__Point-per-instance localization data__

╭──

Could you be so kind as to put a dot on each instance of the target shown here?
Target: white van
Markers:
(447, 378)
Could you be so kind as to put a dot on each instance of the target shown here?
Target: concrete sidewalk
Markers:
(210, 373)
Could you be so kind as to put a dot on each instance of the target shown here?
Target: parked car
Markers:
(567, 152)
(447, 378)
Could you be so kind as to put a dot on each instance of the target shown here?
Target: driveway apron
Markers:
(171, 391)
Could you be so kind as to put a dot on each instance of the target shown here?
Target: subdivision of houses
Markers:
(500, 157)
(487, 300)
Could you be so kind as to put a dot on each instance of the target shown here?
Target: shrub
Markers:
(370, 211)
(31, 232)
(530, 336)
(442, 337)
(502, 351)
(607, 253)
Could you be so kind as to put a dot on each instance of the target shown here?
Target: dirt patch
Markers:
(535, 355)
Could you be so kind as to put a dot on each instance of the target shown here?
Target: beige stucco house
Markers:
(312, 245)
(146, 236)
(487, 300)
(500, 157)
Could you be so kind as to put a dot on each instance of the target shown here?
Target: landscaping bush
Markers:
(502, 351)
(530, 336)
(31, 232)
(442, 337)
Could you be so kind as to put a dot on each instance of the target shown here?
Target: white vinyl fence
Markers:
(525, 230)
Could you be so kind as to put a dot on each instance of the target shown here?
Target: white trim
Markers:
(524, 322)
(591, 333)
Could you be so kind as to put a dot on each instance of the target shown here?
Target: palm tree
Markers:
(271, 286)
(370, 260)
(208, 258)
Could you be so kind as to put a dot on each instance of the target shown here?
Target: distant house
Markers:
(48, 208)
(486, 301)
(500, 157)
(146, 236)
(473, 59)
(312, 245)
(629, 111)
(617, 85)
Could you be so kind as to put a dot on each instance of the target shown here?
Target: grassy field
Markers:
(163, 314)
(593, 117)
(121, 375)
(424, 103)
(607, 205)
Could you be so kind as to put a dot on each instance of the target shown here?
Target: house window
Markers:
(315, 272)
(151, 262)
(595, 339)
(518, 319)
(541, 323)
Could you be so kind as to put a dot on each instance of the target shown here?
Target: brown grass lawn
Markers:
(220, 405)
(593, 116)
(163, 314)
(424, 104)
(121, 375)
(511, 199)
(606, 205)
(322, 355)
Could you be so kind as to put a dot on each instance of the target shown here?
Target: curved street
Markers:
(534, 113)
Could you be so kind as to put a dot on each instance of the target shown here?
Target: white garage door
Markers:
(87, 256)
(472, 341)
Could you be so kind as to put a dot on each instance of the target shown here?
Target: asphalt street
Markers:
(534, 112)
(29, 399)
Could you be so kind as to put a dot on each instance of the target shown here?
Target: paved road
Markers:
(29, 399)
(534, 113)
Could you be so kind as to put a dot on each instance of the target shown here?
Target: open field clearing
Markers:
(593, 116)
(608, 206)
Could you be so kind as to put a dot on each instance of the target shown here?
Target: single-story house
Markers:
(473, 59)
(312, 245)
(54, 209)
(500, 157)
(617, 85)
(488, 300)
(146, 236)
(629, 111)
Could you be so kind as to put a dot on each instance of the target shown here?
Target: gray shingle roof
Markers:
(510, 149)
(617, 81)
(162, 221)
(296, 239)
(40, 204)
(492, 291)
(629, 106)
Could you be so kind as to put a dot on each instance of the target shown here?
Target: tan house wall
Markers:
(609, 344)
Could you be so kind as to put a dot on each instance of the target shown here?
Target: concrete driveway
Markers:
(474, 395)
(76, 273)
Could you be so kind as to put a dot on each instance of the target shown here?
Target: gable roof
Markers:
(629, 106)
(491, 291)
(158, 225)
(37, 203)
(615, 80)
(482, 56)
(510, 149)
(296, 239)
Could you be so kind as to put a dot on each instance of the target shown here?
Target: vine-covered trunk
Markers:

╰──

__WORK TO COMPLETE__
The answer consists of every line above in which the word "roof" occurs.

__SOLUTION BELOW__
Target: gray shingle roof
Target: gable roof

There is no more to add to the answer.